__REQUIRED WORK__: Print everything from the line containing "Could you locate the mountain" down to the end of the items below, including both the first and last lines, without changing a single character.

[BEGIN THE INPUT]

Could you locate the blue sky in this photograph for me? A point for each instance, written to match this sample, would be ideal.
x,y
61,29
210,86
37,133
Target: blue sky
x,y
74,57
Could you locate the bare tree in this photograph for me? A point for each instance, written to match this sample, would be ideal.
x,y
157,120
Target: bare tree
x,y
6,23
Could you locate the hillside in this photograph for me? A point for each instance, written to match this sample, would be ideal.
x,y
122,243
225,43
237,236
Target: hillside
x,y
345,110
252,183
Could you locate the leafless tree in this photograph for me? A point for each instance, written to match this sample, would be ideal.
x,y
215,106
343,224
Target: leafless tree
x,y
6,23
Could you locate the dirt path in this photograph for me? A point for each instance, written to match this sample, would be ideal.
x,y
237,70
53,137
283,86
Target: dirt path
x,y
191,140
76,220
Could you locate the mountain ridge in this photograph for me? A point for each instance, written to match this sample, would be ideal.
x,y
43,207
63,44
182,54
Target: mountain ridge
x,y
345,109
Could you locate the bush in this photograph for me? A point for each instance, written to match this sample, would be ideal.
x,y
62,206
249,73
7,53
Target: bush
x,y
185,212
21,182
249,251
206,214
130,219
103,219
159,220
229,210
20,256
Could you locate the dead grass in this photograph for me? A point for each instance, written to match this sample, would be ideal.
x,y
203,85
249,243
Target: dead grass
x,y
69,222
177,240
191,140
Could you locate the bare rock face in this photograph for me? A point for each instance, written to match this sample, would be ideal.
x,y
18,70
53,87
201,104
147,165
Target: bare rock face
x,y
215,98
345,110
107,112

[END THE INPUT]

__RESULT FOR THIS TASK__:
Could you locate the mountain ridge in this photograph for me? A point for each instance, written to match this sample, would be ideal.
x,y
43,207
63,44
182,54
Target: mountain ridge
x,y
345,109
Could you locate the bush in this photograph for me? A point for each instance, written to match this sample, would be ideal.
x,y
62,206
249,73
7,53
Target: bush
x,y
185,212
21,182
249,251
206,214
130,219
103,219
159,220
229,210
20,256
Could you locate the dead grass in this photograph for me? A point for each instance, written to match this sample, would be ideal.
x,y
203,85
249,243
Target: dead grass
x,y
69,222
177,240
191,140
Could you locate the bare rock face in this photograph for me? A point for each instance, written to match this sample, would be ideal.
x,y
18,70
53,87
201,104
147,165
Target: bare rock face
x,y
215,98
345,110
107,112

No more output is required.